● **Compiti da svolgere**
(a) Riporta il passo del testo selezionato che va da "La grande Sala" fino a "sono pure protagoniste." incluso, mettendo "video" al posto di "filmato".
(b) Nel testo selezionato, chi ha dipinto le tele monumentali della Sala del Trono?

● **Testo selezionato**

##############################

La Sala delle Cineserie, o Stanza Giapponese, con decorazioni di metà Ottocento, ospita due dipinti del viennese Markus Schinwald e il Ritratto di filosofo (raffigurante probabilmente il cinico Cratete) di Luca Giordano in un confronto sul tema della deformazione fisica e della distorsione in relazione al contrasto tra etica ed estetica. Il volto deforme del filosofo cinico è l’altro aspetto del narcisismo, perché la bruttezza è contrapposta alla genialità di pensiero, ed è tipica di alcuni filosofi, a partire da Socrate, che veniva raffigurato con fattezze decisamente brutte che ricordano quelle di un vecchio Sileno. Schinwald, partendo da opere già esistenti, aggiunge delle estensioni come se fossero delle protesi, così che la deformazione assume una valenza psicoanalitica che richiama il conterraneo Freud.
Nel cosiddetto Appartamento d’estate, in origine composto dalla stanza da letto estiva e dalla sala delle udienze del Cardinale, i ritratti astratti di Michel Butor e Hermann Melville, due degli scrittori preferiti dell’artista Richard Serra, si contrappongono al Ritratto di Enrico VIII, di Hans Holbein, e a quello di Stefano IV Colonna di Bronzino. Questi ritratti celebrativi della metà del Cinquecento sono due capolavori che sottolineano, attraverso dettagliati e chiari attributi, l’identità del soggetto, mentre nei ritratti di Serra prevale l’astrazione e la matericità. I personaggi appaiono come grandi cerchi neri che emergono dalla superficie, pertanto la loro identità di grandi scrittori non viene affatto fuori, volutamente.
La grande Sala del Trono, decorata con le monumentali tele di Giovanni Francesco Romanelli raffiguranti Le nozze di Bacco e Arianna e Peleo e Teti, ospita un filmato di Shirin Neshat, artista che ha sempre posto al centro della sua ricerca l’emancipazione femminile, soprattutto in relazione alla cultura musulmana. Il video Illusions & Mirrors mostra una donna che insegue i suoi fantasmi tra uomini che fuggono e familiari che appaiono. Purtroppo l’oscurità in cui è tenuta la sala per poter vedere il filmato non consente di apprezzare le tele a soggetto mitologico, dove le donne sono pure protagoniste.

##############################

[Voci di un dataset]
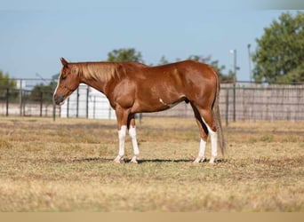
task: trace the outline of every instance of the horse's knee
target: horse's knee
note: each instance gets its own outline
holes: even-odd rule
[[[123,125],[120,130],[118,131],[118,139],[120,140],[124,140],[126,134],[126,126]]]
[[[135,128],[135,126],[134,127],[130,126],[129,135],[131,138],[136,138],[136,128]]]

##############################

● **Risultati dei compiti**
(a)
La grande Sala del Trono, decorata con le monumentali tele di Giovanni Francesco Romanelli raffiguranti Le nozze di Bacco e Arianna e Peleo e Teti, ospita un video di Shirin Neshat, artista che ha sempre posto al centro della sua ricerca l’emancipazione femminile, soprattutto in relazione alla cultura musulmana. Il video Illusions & Mirrors mostra una donna che insegue i suoi fantasmi tra uomini che fuggono e familiari che appaiono. Purtroppo l’oscurità in cui è tenuta la sala per poter vedere il video non consente di apprezzare le tele a soggetto mitologico, dove le donne sono pure protagoniste.

(b) Giovanni Francesco Romanelli.